PROBLEM TO WORK ON: Copy the material below line for line without changing a thing, but leave the pictures out.

***

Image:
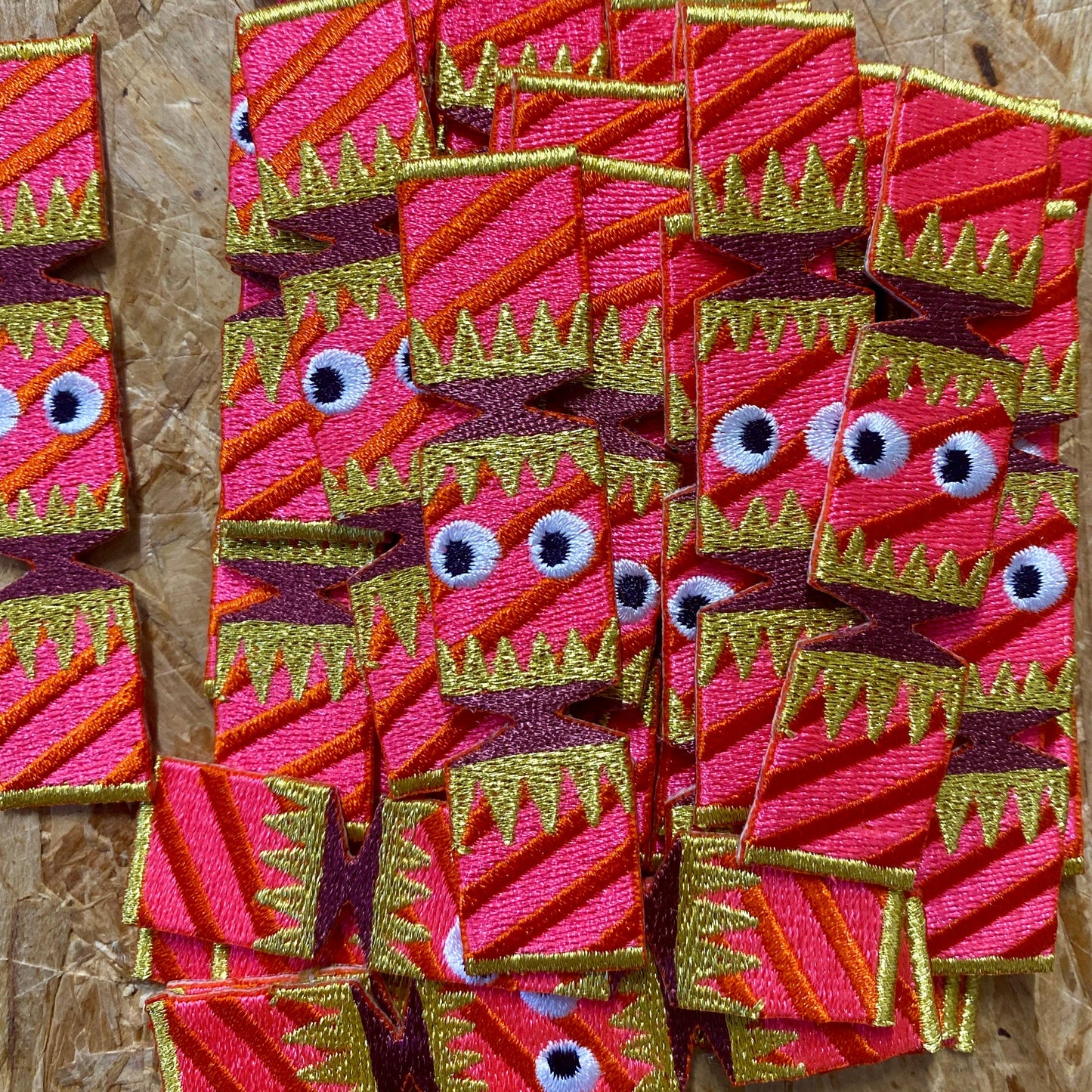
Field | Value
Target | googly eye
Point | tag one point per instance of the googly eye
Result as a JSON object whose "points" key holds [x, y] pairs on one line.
{"points": [[463, 554], [1035, 579], [402, 368], [73, 403], [453, 957], [336, 382], [690, 596], [821, 432], [566, 1067], [561, 544], [636, 590], [240, 128], [746, 439], [875, 446], [10, 411], [964, 466], [549, 1005]]}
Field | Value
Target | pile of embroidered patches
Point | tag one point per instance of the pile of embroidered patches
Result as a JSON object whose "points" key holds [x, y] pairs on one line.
{"points": [[643, 593]]}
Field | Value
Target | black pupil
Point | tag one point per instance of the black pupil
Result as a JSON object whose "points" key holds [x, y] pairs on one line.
{"points": [[554, 549], [957, 466], [757, 436], [868, 447], [1027, 582], [564, 1062], [688, 608], [326, 385], [243, 128], [459, 557], [631, 590], [64, 407]]}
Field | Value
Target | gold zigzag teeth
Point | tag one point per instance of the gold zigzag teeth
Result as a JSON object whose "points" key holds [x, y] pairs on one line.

***

SOLUTION TO THIS PROBLEM:
Image:
Field | Value
Target | googly eye
Point | tag one point per instance of the googly eye
Result as a JSON object whose "points" key holds [x, y] pairs on one line.
{"points": [[463, 554], [1035, 579], [402, 368], [73, 403], [453, 957], [336, 382], [690, 596], [821, 432], [566, 1067], [561, 544], [636, 590], [240, 128], [746, 439], [875, 446], [10, 411], [964, 466], [549, 1005]]}
Field | Value
Target | pile of embroidered patches
Point | tag one point per instance of the pile of embroidered patches
Result as a JSON object whose "points" key holds [x, y] pairs on one line.
{"points": [[643, 593]]}
Field | Value
Target | black pupil
Point | tag one point per instance of the black pupil
Result as a JSON object whose "points" key holds [x, y] pairs on one line.
{"points": [[554, 549], [957, 466], [757, 436], [868, 447], [1027, 582], [564, 1062], [688, 608], [326, 385], [243, 128], [459, 557], [631, 590], [64, 407]]}
Field | Value
Target | gold zigzag teeth
Point | tag one point per instance of the gold zigzag teeth
Result as a JSON object whose "points" key holds [x, y] pairs on one line.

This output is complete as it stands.